## What to produce
Copy out each line of the listing that has the word "Report" in it.

## Source information

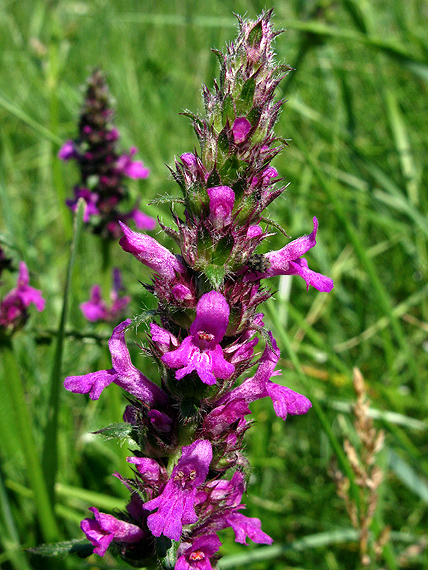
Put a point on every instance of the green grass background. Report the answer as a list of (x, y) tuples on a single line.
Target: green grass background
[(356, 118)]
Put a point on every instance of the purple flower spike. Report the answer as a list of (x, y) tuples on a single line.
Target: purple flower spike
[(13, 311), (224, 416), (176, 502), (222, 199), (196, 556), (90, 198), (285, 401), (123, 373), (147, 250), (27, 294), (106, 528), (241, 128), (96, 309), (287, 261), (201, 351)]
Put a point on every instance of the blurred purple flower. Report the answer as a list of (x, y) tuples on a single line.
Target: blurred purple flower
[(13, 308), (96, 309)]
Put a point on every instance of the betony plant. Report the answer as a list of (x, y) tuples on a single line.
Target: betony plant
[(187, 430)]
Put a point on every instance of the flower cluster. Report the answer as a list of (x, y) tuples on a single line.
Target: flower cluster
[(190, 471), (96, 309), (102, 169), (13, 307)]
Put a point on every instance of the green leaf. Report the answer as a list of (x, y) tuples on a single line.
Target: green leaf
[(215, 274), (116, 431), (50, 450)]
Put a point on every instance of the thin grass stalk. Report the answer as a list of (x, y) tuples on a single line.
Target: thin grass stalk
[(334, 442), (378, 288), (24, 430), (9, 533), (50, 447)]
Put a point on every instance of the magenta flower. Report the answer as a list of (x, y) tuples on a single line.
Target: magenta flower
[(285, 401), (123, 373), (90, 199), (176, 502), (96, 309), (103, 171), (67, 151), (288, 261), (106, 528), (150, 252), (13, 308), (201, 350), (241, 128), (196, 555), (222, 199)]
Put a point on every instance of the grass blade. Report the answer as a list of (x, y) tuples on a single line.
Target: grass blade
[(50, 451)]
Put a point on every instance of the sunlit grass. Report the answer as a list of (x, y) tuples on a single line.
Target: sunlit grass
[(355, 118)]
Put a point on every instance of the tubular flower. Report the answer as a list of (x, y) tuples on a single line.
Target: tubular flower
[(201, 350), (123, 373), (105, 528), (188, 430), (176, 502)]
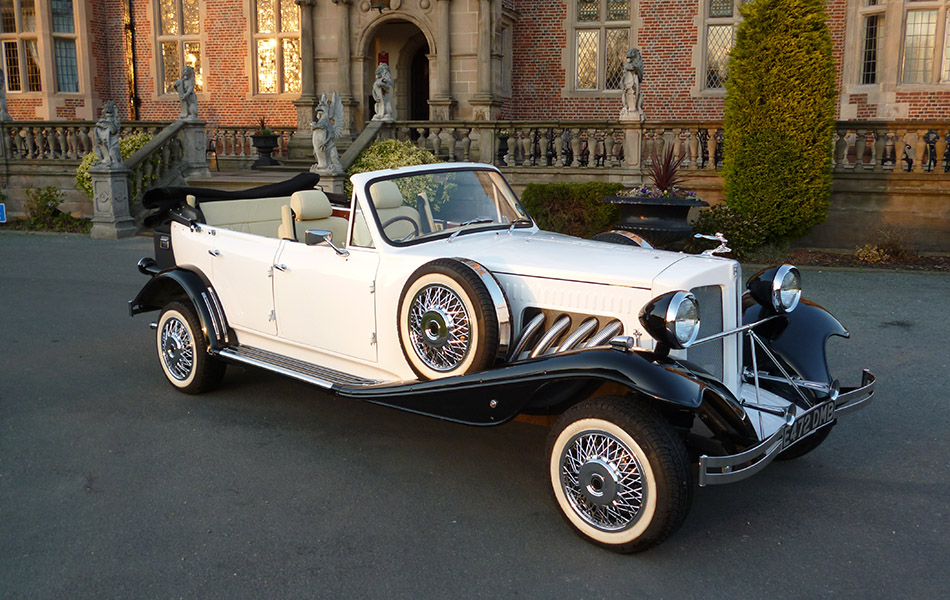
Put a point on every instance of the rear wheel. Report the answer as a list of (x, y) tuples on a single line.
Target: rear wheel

## Completed task
Put a point on every instance of the green grass background. Report the answer as a list of (x, y) tuples on a single line.
Put a point on every instance of the purple flower spike. Report the answer as a list of (x, y) tuples on a single line.
Put a point on every instance of the blurred purple flower. Report the answer as a list of (x, y) tuples on a single line.
Put a point on every instance of the betony plant. Report the answer as a list of (x, y) tuples on a single line.
Put a point on every instance of the flower cluster. Report the answer as a list of (x, y) tuples on a single line.
Put a point on every instance of the green leaf. Report the answer as a list of (x, y) tuples on a single line.
Put a point on every instance of the thin grass stalk. Report the answer as a list of (x, y) tuples on a single line.
Put a point on every instance of the magenta flower. Report the answer as a list of (x, y) tuples on a single line.
Put a point on every instance of the grass blade. Report the answer as a list of (x, y) tuples on a single line.
Put a point on every instance of the sunlit grass. Report the answer as a list of (x, y) tuples on a single line.
Put a point on every instance of the tubular flower. Report the answer as a list of (x, y) tuples on a single line.
Put a point on every instance of the rear wheel. Report the answer as a list of (x, y) tuples on a single line.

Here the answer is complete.